La clamorosa notizia dell’incarico assegnato a Davies è stata pubblicata su Sette, il magazine del Corriere della Sera in cui è possibile leggere l’ottimo servizio di Sara Gandolfi. Non pare un caso che l’incarico al cosmologo arrivi sulla scia della presunta nomina dell’Onu di un ambasciatore per gli alieni.
“Non sanno che noi siamo qui”, dichiara lo scienziato inglese. Sarebbe questa la spiegazione per cui gli alieni non ci stanno cercando?
Il progetto del Seti (Search for extraterrestrial intelligence) è finanziato, come gran parte delle sue attività, da uno che agli alieni ci crede da sempre: il miliardario cofondatore di Microsoft Paul Allen, che ha fornito pure i 25 milioni di dollari per l’Allen Telescope Array in California. Il radiotelescopio da tre anni è puntato verso gli “altri mondi” del cosmo per captare un segnale elettromagnetico. Per ora tutto tace.

• _Voci del dataset di annotazione a punti_

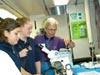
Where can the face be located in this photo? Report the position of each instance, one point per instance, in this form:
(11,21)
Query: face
(51,30)
(27,29)
(12,36)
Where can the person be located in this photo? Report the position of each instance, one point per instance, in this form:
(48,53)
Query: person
(29,53)
(9,58)
(51,41)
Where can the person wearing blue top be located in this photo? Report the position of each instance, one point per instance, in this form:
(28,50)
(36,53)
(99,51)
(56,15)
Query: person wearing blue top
(51,42)
(29,53)
(9,58)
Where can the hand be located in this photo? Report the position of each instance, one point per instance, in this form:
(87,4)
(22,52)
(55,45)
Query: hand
(23,52)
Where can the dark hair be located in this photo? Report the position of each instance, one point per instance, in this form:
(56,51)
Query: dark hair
(23,20)
(8,24)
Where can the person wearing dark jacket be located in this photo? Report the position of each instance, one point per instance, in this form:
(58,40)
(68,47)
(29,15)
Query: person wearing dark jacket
(29,53)
(9,58)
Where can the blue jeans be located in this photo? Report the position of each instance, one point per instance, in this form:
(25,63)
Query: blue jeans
(47,69)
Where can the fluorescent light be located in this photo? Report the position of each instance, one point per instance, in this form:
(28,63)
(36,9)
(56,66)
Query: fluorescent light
(5,14)
(60,2)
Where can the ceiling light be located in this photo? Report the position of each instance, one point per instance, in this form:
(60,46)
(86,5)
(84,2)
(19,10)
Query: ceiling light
(60,2)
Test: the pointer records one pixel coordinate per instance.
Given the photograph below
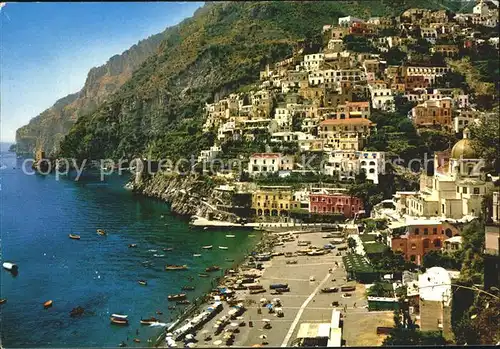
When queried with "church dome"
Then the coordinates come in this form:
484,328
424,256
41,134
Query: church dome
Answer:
463,148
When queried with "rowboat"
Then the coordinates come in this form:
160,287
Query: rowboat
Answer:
170,267
119,316
149,321
101,232
212,268
176,297
118,321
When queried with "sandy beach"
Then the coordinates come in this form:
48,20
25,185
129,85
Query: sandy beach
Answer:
304,303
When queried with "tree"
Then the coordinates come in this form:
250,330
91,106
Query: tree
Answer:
351,243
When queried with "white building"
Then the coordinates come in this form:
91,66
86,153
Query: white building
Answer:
268,163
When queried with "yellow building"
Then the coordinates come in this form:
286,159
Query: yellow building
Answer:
272,201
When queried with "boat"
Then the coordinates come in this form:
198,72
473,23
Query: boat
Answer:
170,267
9,266
149,321
212,268
176,297
76,311
101,232
119,321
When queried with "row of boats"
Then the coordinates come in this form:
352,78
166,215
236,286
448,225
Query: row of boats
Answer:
78,237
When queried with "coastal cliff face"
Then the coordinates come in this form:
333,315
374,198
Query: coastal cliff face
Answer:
48,128
184,193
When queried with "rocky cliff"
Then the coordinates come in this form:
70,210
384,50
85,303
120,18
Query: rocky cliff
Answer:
48,128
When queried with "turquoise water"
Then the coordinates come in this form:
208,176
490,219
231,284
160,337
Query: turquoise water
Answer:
98,273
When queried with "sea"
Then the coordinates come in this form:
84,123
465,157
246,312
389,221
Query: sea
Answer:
98,273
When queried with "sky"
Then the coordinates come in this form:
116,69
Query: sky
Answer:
47,49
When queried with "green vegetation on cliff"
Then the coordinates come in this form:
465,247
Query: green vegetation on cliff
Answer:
159,111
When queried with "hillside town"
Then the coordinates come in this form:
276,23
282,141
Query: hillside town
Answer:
402,234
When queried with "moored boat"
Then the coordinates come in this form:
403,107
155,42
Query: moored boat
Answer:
149,321
119,321
170,267
9,266
101,232
212,268
176,297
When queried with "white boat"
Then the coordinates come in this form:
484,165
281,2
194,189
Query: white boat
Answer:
9,266
119,316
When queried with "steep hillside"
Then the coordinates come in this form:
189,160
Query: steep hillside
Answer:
158,112
48,128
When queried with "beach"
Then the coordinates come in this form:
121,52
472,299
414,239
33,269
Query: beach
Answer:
304,303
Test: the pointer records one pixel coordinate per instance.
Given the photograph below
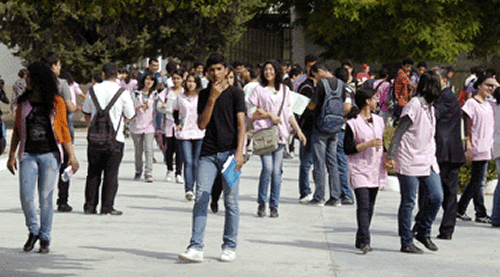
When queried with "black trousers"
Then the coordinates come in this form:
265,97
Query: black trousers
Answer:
173,147
99,163
365,201
63,187
449,180
217,188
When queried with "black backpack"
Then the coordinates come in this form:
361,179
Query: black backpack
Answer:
331,118
101,135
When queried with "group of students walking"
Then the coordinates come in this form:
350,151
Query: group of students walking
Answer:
205,124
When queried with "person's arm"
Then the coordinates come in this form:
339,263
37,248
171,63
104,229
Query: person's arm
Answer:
238,156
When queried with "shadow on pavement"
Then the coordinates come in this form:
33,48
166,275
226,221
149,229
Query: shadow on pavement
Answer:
15,262
137,252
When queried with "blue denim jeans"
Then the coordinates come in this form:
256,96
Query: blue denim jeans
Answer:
190,150
272,169
38,170
210,166
306,160
474,190
345,191
408,187
325,156
495,213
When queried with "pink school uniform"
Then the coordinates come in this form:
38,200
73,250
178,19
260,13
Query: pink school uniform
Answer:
144,118
168,97
264,98
188,115
416,155
482,130
366,168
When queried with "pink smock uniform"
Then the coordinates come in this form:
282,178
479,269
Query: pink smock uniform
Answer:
416,155
366,168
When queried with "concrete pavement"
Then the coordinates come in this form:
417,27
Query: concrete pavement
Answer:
156,226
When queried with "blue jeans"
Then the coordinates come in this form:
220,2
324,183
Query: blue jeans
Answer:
191,156
474,190
495,213
210,166
38,170
306,160
272,169
408,186
345,191
325,155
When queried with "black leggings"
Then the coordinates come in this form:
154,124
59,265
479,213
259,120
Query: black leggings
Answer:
365,200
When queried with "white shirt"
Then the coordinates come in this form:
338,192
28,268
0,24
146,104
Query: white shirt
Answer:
124,106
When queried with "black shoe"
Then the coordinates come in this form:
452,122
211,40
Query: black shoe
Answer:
427,242
214,207
443,236
112,212
30,243
89,211
261,211
64,208
347,201
44,247
412,249
333,202
274,212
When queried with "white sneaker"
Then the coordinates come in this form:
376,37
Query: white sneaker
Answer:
306,199
227,255
190,195
169,175
192,255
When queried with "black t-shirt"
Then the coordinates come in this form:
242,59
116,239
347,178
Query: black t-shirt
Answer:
319,94
39,135
222,131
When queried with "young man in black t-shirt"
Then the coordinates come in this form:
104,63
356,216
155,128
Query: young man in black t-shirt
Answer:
221,112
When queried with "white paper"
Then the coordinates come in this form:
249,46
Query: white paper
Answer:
299,102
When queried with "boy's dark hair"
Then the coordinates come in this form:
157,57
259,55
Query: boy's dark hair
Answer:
421,64
342,73
50,58
110,70
310,58
277,70
407,61
216,58
318,65
170,67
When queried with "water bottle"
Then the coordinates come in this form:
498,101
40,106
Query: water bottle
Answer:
66,175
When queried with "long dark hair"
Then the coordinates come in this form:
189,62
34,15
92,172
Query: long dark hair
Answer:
153,77
429,86
44,81
277,70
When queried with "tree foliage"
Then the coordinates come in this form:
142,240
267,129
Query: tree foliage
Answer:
389,30
87,33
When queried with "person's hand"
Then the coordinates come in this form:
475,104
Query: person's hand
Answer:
389,163
302,138
12,164
276,120
239,161
74,163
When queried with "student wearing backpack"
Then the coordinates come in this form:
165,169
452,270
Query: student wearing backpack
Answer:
142,127
327,123
106,159
270,104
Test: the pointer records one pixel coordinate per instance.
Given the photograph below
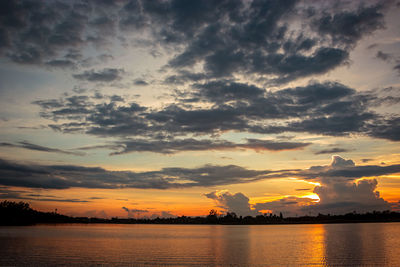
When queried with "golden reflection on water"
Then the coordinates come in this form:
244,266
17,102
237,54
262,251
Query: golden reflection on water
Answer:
202,245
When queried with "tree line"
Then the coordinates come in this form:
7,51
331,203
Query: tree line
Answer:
20,213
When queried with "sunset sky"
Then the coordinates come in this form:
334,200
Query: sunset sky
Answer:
168,108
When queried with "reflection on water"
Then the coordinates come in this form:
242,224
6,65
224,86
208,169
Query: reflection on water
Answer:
264,245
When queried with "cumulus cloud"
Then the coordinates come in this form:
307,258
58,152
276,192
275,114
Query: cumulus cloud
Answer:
337,194
332,151
237,203
327,108
132,213
70,176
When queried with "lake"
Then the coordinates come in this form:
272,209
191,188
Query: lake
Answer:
367,244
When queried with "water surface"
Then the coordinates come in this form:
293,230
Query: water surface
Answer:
369,244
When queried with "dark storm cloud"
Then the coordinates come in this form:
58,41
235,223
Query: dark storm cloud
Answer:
347,27
327,108
69,176
337,195
104,75
30,146
246,39
6,193
191,144
225,37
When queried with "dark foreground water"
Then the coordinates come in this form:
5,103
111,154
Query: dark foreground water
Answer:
374,244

• _ESERCIZI_
a. Riscrivi il brano sul progetto Seti tra "Il progetto del" e "ora tutto tace.", estremi compresi, mettendo "telescopio" al posto di "radiotelescopio".
b. Prosegui il brano sul progetto Seti a partire dalla sua ultima frase.

• _RISPOSTE PER ESERCIZIO_
a.
Il progetto del Seti (Search for extraterrestrial intelligence) è finanziato, come gran parte delle sue attività, da uno che agli alieni ci crede da sempre: il miliardario cofondatore di Microsoft Paul Allen, che ha fornito pure i 25 milioni di dollari per l’Allen Telescope Array in California. Il telescopio da tre anni è puntato verso gli “altri mondi” del cosmo per captare un segnale elettromagnetico. Per ora tutto tace.

b.
Davies spiega il mistero di questo “silenzio alieno” lungo millenni: “La civiltà più vicina, presumibilmente, è a non meno di un migliaio di anni luce da noi, così adesso loro vedrebbero la Terra come era mille anni fa, nel 1010, ben prima che inventassimo i radiotelescopi. Gli alieni potrebbero iniziare a trasmettere segnali radio verso di noi quando riceveranno i nostri, ossia tra circa 900 anni. Poi, ce ne vorrebbero altri 1000 perché la loro risposta arrivi”. E’ un’eternità, che per Davies si può colmare iniziando a monitorare, oltre all’universo, il nostro stesso pianeta e ciò che lo circonda più da vicino. Sì, perché il cosmologo sembra davvero convinto che l’ “invasione”, seppur pacifica, sia già iniziata.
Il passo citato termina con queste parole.